APPLY WHAT YOU READ
1 - Copy everything from "U.S. Capitol building" down to "of his involvement." in the Zadroga bill article, renaming "policeman" to "police officer" throughout.
2 - By what vote did the Zadroga bill pass the House of Representatives, according to the article on the bill?

*** PASSAGE Section Begins ***

Zadroga bill for 9-11 survivors passes House of Representatives

Saturday, December 29th, 2012 By

U.S. Capitol building

The controversial Zagroda bill has passed the House and now heads to the Senate. Image from Wikimedia Commons.

The Zadroga bill has passed the House of Representatives. The bill allocates funds to provide medical care to rescue workers who were on the scene of the attacks on Sept. 11, 2001. Many of the people who responded to the scene inhaled dust fumes, and other particles. The bill is named for James Zadroga, a New York City policeman who was a first responder. Zadroga died from respiratory problems, which may have been a direct result of his involvement.

Zadroga bill passes the House

The Zadroga bill, or otherwise known as the James Zadroga 9/11 Health and Compensation Act, has just passed the House of Representatives. The bill passed 268 to 160. The James Zadroga bill, according to the New York Times, will cost $7.4 billion. Of that, $3.2 billion will go toward looking into and treating any injuries or illnesses related to personnel who were at Ground Zero. New York City will chip in for 10 percent of the costs. A further $4.2 billion would be set aside for the September 11 Victim Compensation fund.

*** PASSAGE Section Ends ***
*** GIVEN INFORMATION Section Begins ***

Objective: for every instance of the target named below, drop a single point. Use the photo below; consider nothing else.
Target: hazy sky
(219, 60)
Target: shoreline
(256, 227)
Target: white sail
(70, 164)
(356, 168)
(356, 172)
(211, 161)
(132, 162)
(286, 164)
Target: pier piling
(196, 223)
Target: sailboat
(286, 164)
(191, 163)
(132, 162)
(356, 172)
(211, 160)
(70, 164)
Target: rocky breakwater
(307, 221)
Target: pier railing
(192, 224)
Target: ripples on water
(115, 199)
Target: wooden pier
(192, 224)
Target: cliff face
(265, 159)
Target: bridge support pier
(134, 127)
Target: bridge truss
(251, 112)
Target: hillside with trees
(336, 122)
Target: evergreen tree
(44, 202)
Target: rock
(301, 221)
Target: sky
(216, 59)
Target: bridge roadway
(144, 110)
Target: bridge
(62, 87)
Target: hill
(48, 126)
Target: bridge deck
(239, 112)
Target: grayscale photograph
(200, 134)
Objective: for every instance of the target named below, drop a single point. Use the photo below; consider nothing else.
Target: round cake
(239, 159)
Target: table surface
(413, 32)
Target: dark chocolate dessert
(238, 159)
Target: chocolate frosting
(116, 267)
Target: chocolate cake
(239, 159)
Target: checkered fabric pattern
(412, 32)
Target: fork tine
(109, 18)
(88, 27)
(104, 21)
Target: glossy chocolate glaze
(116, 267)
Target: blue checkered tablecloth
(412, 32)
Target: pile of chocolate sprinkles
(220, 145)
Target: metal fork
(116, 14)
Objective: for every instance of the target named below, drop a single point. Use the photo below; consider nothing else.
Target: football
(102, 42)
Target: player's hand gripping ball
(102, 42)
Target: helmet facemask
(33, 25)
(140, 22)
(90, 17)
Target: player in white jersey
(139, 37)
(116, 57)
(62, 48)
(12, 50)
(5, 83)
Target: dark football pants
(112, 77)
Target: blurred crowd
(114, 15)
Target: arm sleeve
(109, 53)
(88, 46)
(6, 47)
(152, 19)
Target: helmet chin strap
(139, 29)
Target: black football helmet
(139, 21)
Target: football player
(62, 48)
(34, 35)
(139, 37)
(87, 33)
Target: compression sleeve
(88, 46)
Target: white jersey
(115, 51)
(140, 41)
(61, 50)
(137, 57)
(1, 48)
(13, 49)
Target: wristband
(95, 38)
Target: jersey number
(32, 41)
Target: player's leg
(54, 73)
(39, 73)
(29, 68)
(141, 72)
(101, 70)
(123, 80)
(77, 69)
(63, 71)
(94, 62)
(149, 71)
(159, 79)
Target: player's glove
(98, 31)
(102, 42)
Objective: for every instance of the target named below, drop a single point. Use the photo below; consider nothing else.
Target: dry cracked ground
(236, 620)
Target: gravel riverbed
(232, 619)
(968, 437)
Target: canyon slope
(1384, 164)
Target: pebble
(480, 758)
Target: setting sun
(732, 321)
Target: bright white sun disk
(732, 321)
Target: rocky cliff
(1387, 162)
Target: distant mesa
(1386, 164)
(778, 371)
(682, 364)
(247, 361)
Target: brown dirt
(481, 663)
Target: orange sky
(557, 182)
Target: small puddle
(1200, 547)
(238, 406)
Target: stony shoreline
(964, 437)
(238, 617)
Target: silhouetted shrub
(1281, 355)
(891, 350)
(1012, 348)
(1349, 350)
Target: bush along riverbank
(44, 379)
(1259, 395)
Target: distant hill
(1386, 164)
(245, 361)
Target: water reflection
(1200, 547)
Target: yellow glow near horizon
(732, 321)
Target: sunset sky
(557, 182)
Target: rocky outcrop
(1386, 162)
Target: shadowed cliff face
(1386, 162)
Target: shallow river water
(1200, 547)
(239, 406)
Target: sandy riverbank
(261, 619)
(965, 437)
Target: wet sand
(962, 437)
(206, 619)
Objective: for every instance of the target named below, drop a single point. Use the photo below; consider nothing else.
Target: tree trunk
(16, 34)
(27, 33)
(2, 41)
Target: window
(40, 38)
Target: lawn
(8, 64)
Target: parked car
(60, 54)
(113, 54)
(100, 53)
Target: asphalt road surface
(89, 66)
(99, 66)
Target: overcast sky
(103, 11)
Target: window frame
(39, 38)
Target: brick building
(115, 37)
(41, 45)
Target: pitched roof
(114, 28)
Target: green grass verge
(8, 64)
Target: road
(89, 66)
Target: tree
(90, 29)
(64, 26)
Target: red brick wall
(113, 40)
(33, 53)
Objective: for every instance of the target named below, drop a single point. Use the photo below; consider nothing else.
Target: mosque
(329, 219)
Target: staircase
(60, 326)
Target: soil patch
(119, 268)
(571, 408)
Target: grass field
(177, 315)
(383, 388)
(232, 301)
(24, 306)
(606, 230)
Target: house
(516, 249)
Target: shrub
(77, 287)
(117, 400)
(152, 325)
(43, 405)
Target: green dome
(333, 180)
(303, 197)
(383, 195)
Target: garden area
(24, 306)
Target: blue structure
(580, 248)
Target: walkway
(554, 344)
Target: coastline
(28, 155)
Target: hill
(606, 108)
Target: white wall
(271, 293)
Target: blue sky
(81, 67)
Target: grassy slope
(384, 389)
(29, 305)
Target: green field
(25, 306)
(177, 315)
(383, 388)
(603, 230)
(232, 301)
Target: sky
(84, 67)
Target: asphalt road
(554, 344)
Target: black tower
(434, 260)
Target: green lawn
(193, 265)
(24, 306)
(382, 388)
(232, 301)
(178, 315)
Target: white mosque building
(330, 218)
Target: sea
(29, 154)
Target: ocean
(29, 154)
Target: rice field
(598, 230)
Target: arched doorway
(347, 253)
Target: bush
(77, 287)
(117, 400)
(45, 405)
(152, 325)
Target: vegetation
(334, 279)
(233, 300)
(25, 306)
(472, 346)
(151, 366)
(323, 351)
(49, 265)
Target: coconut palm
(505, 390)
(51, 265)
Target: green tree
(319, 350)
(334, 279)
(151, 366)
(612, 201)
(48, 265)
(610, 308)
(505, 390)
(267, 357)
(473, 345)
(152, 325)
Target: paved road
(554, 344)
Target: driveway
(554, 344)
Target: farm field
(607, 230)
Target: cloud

*** GIVEN INFORMATION Section Ends ***

ANSWER SET
1 -
U.S. Capitol building

The controversial Zagroda bill has passed the House and now heads to the Senate. Image from Wikimedia Commons.

The Zadroga bill has passed the House of Representatives. The bill allocates funds to provide medical care to rescue workers who were on the scene of the attacks on Sept. 11, 2001. Many of the people who responded to the scene inhaled dust fumes, and other particles. The bill is named for James Zadroga, a New York City police officer who was a first responder. Zadroga died from respiratory problems, which may have been a direct result of his involvement.

2 - The bill passed 268 to 160.